>>

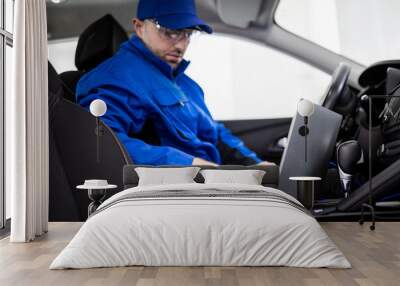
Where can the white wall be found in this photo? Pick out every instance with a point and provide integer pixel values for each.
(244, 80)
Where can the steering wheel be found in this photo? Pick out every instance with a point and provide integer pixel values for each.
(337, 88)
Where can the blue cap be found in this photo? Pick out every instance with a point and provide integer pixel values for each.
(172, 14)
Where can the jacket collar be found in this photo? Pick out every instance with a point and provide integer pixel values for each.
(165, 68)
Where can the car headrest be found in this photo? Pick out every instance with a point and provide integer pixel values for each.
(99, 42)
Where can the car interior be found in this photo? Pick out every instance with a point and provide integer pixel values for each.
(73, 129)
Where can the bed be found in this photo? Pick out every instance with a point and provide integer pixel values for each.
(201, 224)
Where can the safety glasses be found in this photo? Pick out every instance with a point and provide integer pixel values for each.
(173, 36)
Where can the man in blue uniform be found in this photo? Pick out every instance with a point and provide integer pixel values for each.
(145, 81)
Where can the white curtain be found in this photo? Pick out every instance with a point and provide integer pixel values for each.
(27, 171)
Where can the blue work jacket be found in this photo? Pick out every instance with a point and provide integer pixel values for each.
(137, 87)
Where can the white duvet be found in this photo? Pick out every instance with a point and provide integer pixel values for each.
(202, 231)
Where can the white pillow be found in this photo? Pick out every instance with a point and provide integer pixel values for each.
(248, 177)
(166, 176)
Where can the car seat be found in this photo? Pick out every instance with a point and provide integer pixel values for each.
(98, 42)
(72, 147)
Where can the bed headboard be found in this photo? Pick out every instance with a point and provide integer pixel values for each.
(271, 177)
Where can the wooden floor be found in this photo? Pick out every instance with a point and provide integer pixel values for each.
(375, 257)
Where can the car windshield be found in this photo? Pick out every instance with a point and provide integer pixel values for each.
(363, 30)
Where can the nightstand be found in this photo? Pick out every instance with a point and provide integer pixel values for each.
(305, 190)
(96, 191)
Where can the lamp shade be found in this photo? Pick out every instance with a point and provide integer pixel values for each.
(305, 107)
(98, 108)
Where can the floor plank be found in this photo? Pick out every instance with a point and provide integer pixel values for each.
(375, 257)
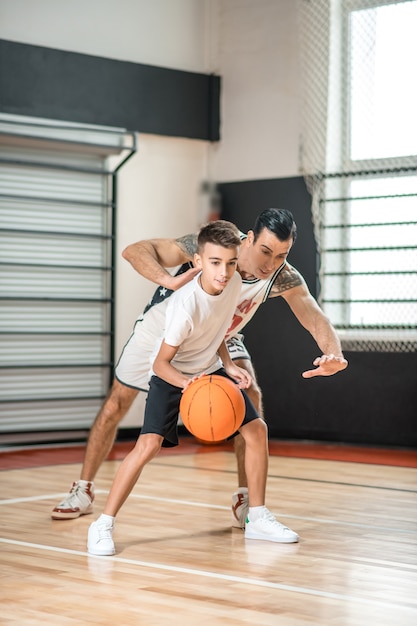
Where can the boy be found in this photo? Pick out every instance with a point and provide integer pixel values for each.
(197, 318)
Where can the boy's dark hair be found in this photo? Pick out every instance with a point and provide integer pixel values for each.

<<

* **Exercise objective**:
Please set down each line of the data above exactly as written, without the pictures.

* **Reply to the task**:
Where can the white wall be found in this photo? Pick out every instance with a point and provide integer pixel values for each.
(244, 80)
Where can the steering wheel be found in this photo? Pick out every instance with a point and provide integer pixel values for each.
(337, 88)
Where can the blue cap be found in this photo? Pick out every instance with a point and provide integer pixel values for each.
(172, 14)
Where can the jacket collar be found in this photo? Pick out every instance with a point and provide integer pixel values for each.
(165, 68)
Where can the car headrest be found in this photo? Pick out every instance with a point and provide integer pixel values for each.
(99, 42)
Where can the car interior be found in this photo? Pick out every instance with a point and provide integer pixel values for each.
(73, 129)
Where can the bed be found in this photo? Pick out every instance with a point and provide integer pixel values for each.
(201, 224)
Where can the safety glasses be found in this photo? Pick out every instance with a point and provide integer pixel values for each.
(173, 36)
Where can the man in blue uniform be found in this photo? Pick out every instance with a point and provide integer pixel values for each.
(145, 81)
Where can the white curtain be found in this photo? Pick out every instance with a point and provide integer pixel values for each.
(27, 171)
Where can the blue work jacket be found in this photo? Pick out every instance with a point and provide integer pixel values for each.
(137, 87)
Where can the white duvet be found in this photo? Pick out every instance with a point and provide integer pixel values for each.
(202, 231)
Where can the white pillow be found in this photo? Pick out every instance with a point and provide integer pixel values for each.
(248, 177)
(166, 176)
Where can the car seat be found in this photo? Pick out every instance with a point and provide integer pixel values for each.
(98, 42)
(72, 147)
Where can the bed headboard be found in this photo? Pick out every instance with a point and provide integer pixel values for each.
(271, 177)
Where can the wooden floor be found in this photo? Pick out every instance with a point and provide integer pixel values for each.
(375, 257)
Where can the car windshield be found in this photo? Pick out every instance with a point and provide integer pixel values for each.
(363, 30)
Where can the nightstand be found in this photo? Pick out every instance with a point and provide integer pixel values for each.
(305, 190)
(96, 191)
Where can the lamp shade be found in this photo? Pick out every instance with a point and provide integer pixel values for each.
(305, 107)
(98, 108)
Where can the floor plank be found in this photo? Pick out every instance with a point and provide integer pixel values for each.
(375, 257)
Where can the boy be found in this photo? Pick out every instance with a point and provide integer pixel values for each.
(197, 318)
Where can the boy's dark hair be found in this photo? Pick out every instance with a point and provide integer pixel values for each.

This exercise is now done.